**Work to be completed:** Reproduce every line of the data below without changing a single character, and leave the pictures out.

Source data:
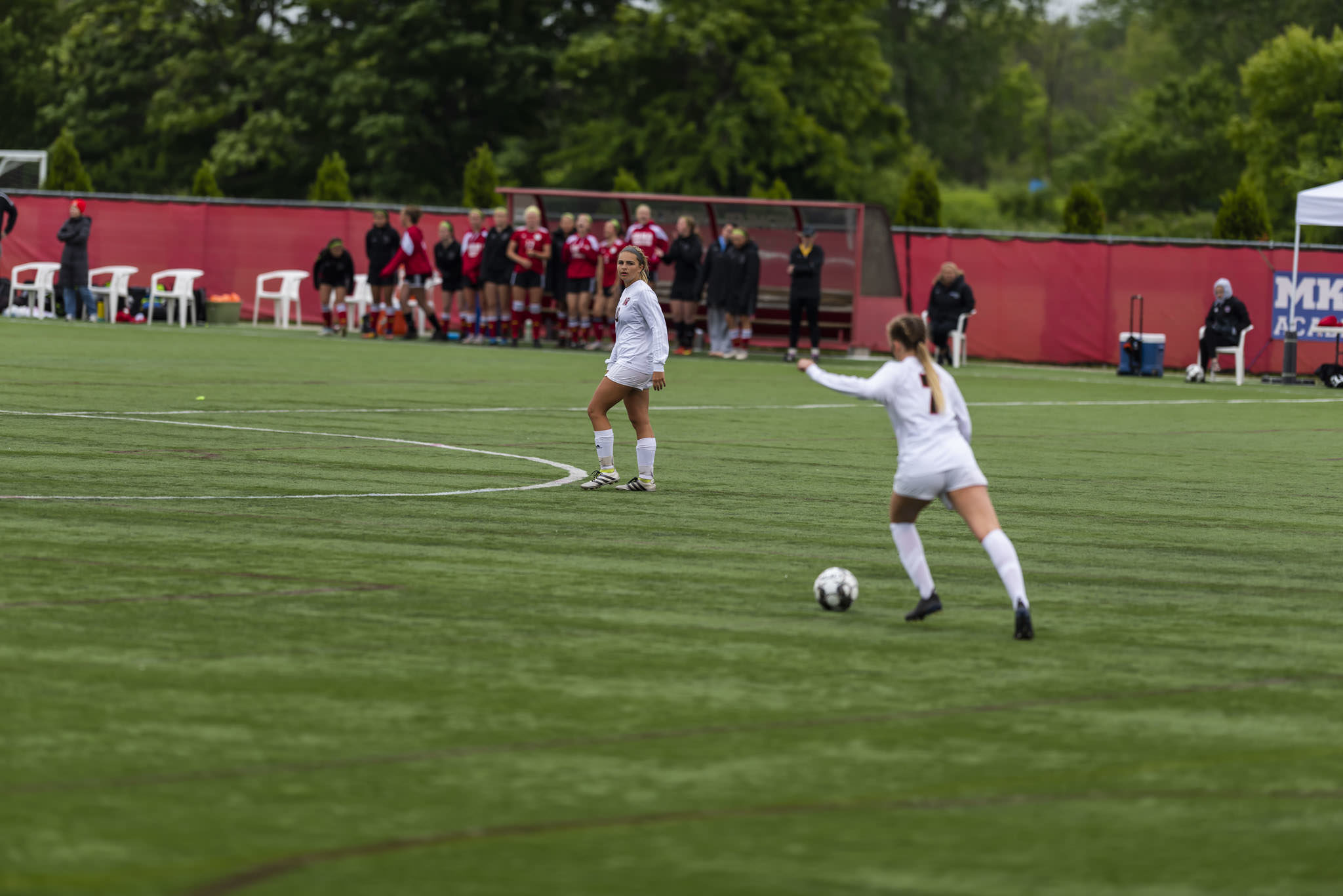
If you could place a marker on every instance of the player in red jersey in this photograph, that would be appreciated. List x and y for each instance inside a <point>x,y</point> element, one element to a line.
<point>649,237</point>
<point>473,253</point>
<point>603,309</point>
<point>580,256</point>
<point>414,256</point>
<point>529,249</point>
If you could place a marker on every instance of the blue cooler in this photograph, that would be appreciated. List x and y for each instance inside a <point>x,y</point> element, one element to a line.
<point>1153,358</point>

**Result:**
If you could place a marker on every instance of the player in red jersey in this photograph, that would be appreciated. List x and y for each instance inside a <point>x,y</point> element, one element to a line.
<point>649,237</point>
<point>473,253</point>
<point>603,309</point>
<point>580,256</point>
<point>414,256</point>
<point>529,249</point>
If you could place a marker on every instance of the blue cooler in this photograph, that would be appreciated. List x and y for each instance inside a <point>x,y</point> element, one element to a line.
<point>1153,358</point>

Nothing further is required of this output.